BEGIN Record set

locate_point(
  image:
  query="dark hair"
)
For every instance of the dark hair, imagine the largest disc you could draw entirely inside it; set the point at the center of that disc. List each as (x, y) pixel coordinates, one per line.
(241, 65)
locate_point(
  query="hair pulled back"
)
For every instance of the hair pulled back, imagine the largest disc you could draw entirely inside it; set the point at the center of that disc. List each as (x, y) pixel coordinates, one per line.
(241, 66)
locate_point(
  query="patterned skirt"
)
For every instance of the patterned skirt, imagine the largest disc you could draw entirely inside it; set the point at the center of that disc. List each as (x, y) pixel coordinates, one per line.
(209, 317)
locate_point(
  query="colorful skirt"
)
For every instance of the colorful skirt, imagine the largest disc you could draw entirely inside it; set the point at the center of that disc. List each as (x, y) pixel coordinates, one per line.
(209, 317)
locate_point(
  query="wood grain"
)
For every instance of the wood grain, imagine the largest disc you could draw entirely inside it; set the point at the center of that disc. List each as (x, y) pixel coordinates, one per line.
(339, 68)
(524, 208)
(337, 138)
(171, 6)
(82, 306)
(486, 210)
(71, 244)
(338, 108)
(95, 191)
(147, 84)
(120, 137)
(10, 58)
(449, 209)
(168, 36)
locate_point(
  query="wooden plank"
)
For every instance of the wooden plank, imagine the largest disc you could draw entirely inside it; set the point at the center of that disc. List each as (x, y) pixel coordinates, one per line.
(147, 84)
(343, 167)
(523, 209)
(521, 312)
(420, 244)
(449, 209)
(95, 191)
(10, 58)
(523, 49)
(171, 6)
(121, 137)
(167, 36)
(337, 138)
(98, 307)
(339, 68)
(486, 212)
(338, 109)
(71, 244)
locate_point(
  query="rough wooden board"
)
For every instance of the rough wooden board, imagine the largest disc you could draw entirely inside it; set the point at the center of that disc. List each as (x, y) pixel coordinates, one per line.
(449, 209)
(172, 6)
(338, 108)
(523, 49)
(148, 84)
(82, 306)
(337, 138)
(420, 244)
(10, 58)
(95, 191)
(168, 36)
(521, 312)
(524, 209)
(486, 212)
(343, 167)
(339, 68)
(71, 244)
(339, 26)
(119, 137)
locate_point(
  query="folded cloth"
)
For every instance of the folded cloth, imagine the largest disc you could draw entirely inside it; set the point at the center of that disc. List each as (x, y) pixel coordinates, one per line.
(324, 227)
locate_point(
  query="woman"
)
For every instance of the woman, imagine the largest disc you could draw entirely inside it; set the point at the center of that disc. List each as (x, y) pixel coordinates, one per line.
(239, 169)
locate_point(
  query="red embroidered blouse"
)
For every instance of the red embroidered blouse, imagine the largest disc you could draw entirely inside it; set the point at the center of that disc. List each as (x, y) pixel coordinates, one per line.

END Record set

*Objective:* Type out the full listing again, exactly as given.

*Complete response:*
locate_point(
  image:
  query="dark hair"
)
For every instance of the dark hair, imagine the largest disc you could draw entirely inside it; set the point at the center of that disc. List each as (x, y) pixel coordinates, one per line.
(241, 65)
locate_point(
  query="hair pulled back"
)
For every instance of the hair pulled back, imagine the largest disc you could draw entirely inside it; set the point at the center of that disc. List each as (x, y) pixel coordinates, one per line.
(241, 66)
locate_point(
  query="patterned skirt"
)
For every instance of the patterned skirt, imagine the largest disc you could draw entirely inside it; set the point at the center of that disc. List each as (x, y) pixel coordinates, one per line.
(209, 317)
locate_point(
  query="colorful skirt"
)
For every instance of the colorful skirt, imagine the largest disc you could draw entirely inside it; set the point at the center of that disc. List each as (x, y) pixel coordinates, one per line.
(209, 317)
locate_point(
  query="wood grain"
)
For every instance of the wood grain, imagine the largest disc you could draw entirely inside it; set the point at the center of that disc. List each as (x, y) pixel coordinates, one per line.
(339, 68)
(524, 208)
(337, 138)
(171, 6)
(82, 306)
(486, 210)
(71, 244)
(338, 108)
(95, 191)
(147, 84)
(120, 137)
(10, 58)
(449, 209)
(168, 36)
locate_point(
  query="wooden plank"
)
For every instance of the wooden plank, imagine the largest disc you could draw entirely inside it; set the point at the center of that disc. List each as (x, y) pixel coordinates, one per line.
(147, 84)
(343, 167)
(523, 209)
(521, 312)
(420, 244)
(449, 209)
(95, 191)
(10, 58)
(523, 49)
(171, 6)
(121, 137)
(167, 36)
(337, 138)
(98, 307)
(339, 68)
(486, 212)
(338, 109)
(71, 244)
locate_point(
  query="rough wooden board"
)
For every instance of the rough wooden board, imagine the largest disc you could draw entirely inside it; set the point at the center of that disc. List each as (x, y) pixel coordinates, one per line.
(449, 209)
(172, 6)
(338, 108)
(523, 49)
(148, 84)
(82, 306)
(337, 138)
(420, 244)
(10, 58)
(95, 191)
(168, 36)
(521, 312)
(524, 209)
(486, 212)
(343, 167)
(339, 68)
(71, 244)
(339, 26)
(119, 137)
locate_point(
  query="folded cloth"
)
For every instance of the folded cloth, imagine the largest disc you could draw entirely inside it; set the point at the center of that disc. List each as (x, y) pixel coordinates, one per line.
(324, 227)
locate_point(
  query="woman"
)
For every instance of the woman, imagine the largest disc you could draw entirely inside it; set the point at the center of that disc. List each as (x, y) pixel coordinates, one per line.
(239, 169)
locate_point(
  query="red embroidered blouse"
)
For every instance of the red embroidered blouse, imagine the largest disc you could draw entirely inside it; set the point at the center of that disc. List each as (x, y) pixel coordinates, one per line.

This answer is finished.